Count the lines in the material below that contain the word "each". Reply with that number alone.
+++
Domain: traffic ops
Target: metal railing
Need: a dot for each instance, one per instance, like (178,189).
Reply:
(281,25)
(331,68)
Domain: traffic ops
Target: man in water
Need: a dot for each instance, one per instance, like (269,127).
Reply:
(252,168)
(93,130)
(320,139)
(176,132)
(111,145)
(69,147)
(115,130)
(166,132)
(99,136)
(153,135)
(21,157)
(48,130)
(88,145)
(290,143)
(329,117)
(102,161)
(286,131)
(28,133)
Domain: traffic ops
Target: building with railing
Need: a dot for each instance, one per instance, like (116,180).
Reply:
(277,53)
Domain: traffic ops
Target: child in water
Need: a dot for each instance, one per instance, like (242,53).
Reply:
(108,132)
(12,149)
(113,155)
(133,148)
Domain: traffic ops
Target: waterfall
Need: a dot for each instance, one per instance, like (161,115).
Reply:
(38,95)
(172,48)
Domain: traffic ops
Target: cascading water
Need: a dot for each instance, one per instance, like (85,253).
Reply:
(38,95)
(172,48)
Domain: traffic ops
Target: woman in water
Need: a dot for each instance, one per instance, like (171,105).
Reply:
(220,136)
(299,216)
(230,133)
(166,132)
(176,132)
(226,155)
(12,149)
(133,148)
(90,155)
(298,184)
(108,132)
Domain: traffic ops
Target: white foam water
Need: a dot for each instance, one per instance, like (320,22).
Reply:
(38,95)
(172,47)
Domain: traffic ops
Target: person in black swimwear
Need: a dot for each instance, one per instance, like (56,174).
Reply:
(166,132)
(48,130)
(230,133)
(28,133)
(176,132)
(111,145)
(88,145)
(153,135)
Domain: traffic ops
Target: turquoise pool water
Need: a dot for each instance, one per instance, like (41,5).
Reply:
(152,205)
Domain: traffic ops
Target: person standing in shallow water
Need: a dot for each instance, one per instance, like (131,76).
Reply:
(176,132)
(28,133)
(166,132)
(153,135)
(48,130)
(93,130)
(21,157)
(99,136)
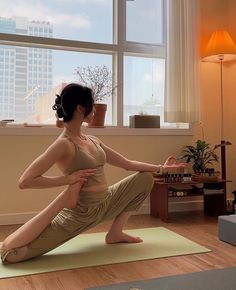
+++
Result -> 11